> _Problem statement_:
Below are some records. Say in a single number how many of their lines include the word "following".
■ ■ ■ ■ ■ ■ ■
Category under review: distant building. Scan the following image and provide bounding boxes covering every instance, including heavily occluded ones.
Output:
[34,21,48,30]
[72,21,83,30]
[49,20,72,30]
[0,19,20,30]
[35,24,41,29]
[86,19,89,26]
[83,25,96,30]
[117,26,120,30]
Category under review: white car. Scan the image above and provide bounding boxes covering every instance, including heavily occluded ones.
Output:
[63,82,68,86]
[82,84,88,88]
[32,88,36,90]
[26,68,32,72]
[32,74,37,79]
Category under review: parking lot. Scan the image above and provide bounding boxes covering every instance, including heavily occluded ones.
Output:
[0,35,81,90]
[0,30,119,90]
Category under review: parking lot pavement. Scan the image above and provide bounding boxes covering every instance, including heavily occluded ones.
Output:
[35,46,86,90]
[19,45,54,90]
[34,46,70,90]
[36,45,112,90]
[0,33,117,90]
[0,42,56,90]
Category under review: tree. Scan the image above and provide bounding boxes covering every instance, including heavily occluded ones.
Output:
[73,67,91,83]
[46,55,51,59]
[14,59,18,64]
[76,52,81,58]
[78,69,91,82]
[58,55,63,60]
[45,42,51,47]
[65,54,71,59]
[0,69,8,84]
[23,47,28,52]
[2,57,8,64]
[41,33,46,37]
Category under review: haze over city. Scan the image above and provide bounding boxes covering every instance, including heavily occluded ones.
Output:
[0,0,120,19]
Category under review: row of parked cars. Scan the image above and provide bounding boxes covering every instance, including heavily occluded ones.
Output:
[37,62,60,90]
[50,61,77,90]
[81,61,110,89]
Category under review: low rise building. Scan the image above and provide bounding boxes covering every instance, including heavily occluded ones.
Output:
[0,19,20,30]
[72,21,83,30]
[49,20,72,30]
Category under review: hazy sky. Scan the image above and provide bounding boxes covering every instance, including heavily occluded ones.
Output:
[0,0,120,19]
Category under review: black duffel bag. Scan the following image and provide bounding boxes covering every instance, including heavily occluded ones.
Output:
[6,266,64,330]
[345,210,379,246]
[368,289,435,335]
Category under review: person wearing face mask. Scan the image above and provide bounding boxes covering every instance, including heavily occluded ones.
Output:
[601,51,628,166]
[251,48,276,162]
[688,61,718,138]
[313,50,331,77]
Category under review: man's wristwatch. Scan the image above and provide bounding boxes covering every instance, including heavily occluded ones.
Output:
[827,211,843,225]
■ ■ ■ ■ ■ ■ ■
> _Written response_:
2